YOUR TASK: Restate the listing that follows word for word, without its pictures.

AVAILABLE DATA:
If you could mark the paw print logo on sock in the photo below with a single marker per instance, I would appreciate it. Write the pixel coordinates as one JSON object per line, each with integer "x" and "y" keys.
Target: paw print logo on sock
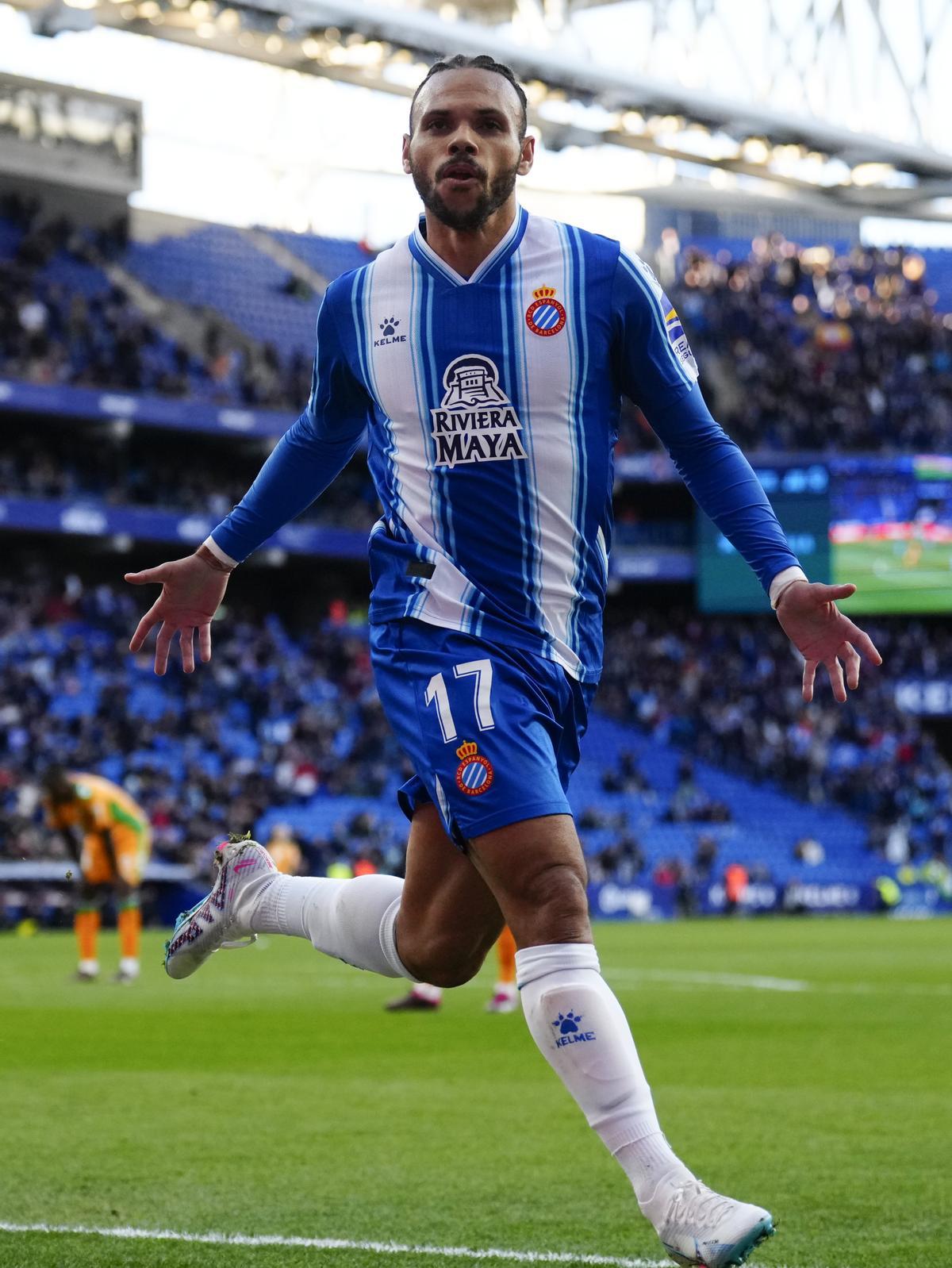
{"x": 568, "y": 1022}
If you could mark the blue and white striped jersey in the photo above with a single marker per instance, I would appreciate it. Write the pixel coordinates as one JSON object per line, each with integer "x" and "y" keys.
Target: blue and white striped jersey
{"x": 491, "y": 406}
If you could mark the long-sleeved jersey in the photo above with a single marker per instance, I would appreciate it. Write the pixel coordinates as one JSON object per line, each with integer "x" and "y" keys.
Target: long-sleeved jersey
{"x": 491, "y": 406}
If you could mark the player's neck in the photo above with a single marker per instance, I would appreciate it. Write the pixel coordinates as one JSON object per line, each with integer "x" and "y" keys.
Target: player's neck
{"x": 466, "y": 252}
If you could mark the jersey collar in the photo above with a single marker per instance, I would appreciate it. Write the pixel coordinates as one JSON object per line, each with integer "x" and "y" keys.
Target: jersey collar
{"x": 500, "y": 254}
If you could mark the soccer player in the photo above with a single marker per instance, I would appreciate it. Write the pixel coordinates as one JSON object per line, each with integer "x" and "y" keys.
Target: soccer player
{"x": 425, "y": 997}
{"x": 485, "y": 356}
{"x": 109, "y": 837}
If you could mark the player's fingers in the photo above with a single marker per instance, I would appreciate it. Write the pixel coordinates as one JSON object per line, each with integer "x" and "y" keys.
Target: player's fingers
{"x": 831, "y": 594}
{"x": 186, "y": 646}
{"x": 809, "y": 674}
{"x": 148, "y": 576}
{"x": 861, "y": 640}
{"x": 835, "y": 671}
{"x": 850, "y": 659}
{"x": 163, "y": 643}
{"x": 144, "y": 627}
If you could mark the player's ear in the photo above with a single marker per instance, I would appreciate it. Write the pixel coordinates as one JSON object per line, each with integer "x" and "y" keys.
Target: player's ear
{"x": 528, "y": 156}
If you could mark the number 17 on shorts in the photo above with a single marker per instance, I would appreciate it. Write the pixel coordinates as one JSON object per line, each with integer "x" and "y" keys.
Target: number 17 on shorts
{"x": 485, "y": 729}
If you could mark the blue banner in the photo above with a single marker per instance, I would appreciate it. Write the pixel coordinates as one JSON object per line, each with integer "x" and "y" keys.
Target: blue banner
{"x": 144, "y": 524}
{"x": 151, "y": 411}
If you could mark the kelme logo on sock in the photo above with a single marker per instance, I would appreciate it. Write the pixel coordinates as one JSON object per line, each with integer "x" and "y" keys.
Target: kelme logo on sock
{"x": 570, "y": 1031}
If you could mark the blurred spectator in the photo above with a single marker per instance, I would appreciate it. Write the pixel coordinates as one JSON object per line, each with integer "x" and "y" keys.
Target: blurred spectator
{"x": 727, "y": 690}
{"x": 284, "y": 850}
{"x": 866, "y": 360}
{"x": 809, "y": 851}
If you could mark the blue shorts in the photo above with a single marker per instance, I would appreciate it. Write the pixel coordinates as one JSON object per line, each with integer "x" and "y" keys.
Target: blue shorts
{"x": 493, "y": 733}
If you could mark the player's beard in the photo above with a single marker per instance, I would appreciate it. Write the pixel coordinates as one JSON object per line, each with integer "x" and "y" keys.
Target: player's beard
{"x": 466, "y": 221}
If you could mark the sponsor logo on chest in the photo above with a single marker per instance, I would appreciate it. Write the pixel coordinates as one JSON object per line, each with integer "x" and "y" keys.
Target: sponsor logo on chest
{"x": 476, "y": 421}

SOLUTION TO THE EXERCISE:
If you could mark the paw print logo on sock in the photo below with a single marker per instance, I would appreciate it. Write the pixel coordinates as one JSON object per line, each with integer "x" and "y" keys.
Target: paw print logo on sock
{"x": 568, "y": 1022}
If you could mark the blue and white striped jersey in the photo above with a single marker per instance, I would appreciate it. Write the pixel coordinates as one JSON object per line, each with integer "x" and "y" keys.
Target: blue and white striped jersey
{"x": 491, "y": 406}
If you could mark the long-sleeved jersey in the photo above with a single marker per instance, I would appreciate it. Write the pixel coordinates as one JSON object per line, each with integer "x" and "y" keys.
Target: long-sleeved jersey
{"x": 491, "y": 406}
If you could mark the player's neck in the photo above with a single marker per instance, I would appreciate it. Write the pixel coordinates as one JSON object per line, each with integer "x" and "y" keys.
Target: player's neck
{"x": 466, "y": 252}
If you could mark the jersey collar in the photo above with a single marker per instance, I would appreciate it. Write the pixel coordinates as one JSON object per line, each with integer "x" and "y" keys.
Target: jersey collar
{"x": 500, "y": 254}
If you could mark the soccer player in the photo above with a single marker per instance, I would appreciate it. Write the pixel coordinates as one JSON object per line, each with integer "x" and "y" keys.
Target: soccer player
{"x": 425, "y": 997}
{"x": 485, "y": 356}
{"x": 109, "y": 837}
If you could mark the player's fingers in the photo above with a single marker per instance, I would appreciate it. Write the pixel coordinates as one JSON object per line, each with integer "x" and "y" keys.
Target: player's fingers
{"x": 831, "y": 594}
{"x": 186, "y": 646}
{"x": 809, "y": 674}
{"x": 148, "y": 576}
{"x": 861, "y": 640}
{"x": 835, "y": 671}
{"x": 850, "y": 659}
{"x": 163, "y": 643}
{"x": 144, "y": 627}
If you could mark the player's ear in the photo above with a single marker per instance, I would appreciate it. Write the pixel coordinates as one JSON object per line, each with integer "x" and "y" keys.
Target: player's ear
{"x": 528, "y": 156}
If you could mark the number 17 on shorts in the photo above with a single marker per instance, I would appreciate it. Write the pixel coordinates as one JSON object per line, each with integer "x" and "y" keys.
Target: number 17 on shorts
{"x": 485, "y": 729}
If you could mark the blue banner in the photo above with a single marker per instance, I would appreciate it. Write the pixel coordinates as one JSON object per line, each with integer "x" and "y" keys.
Target: blue banner
{"x": 144, "y": 524}
{"x": 151, "y": 411}
If you could mark the kelme logo on sock in the photo above with a single marker per instance, I would appreciate it. Write the pixel coordinates as one JSON object per line, each with integer "x" and "y" keys.
Target: kelme logo on sock
{"x": 570, "y": 1031}
If you could mark the blurred spectator in the photo above with a single marker per instance, I would appreciate it. Write the pixel coordinates as one JSON object per line, each with integer "x" and "y" keys.
Target: blurred spectator
{"x": 727, "y": 690}
{"x": 284, "y": 850}
{"x": 866, "y": 360}
{"x": 809, "y": 851}
If you could mark the blue shorts in the photo above with a single marker per instance, I would appreciate it. Write the pixel coordinates as one JSON object per line, each with integer "x" and "y" keys.
Target: blue shorts
{"x": 493, "y": 733}
If you could mark the player's beard in the photo above with a single marker per instance, I would appreciate it. Write the pixel coordinates as one JSON object per line, each with integer "x" and "y" keys.
Target: player's beard
{"x": 466, "y": 221}
If you could mark the sponsor logo on chest in the photo above with a single marker per instance, I would appreciate it. Write the pixel coordinates as one JSON object per line, each with integer "x" and "y" keys.
Target: sponsor logo on chest
{"x": 476, "y": 421}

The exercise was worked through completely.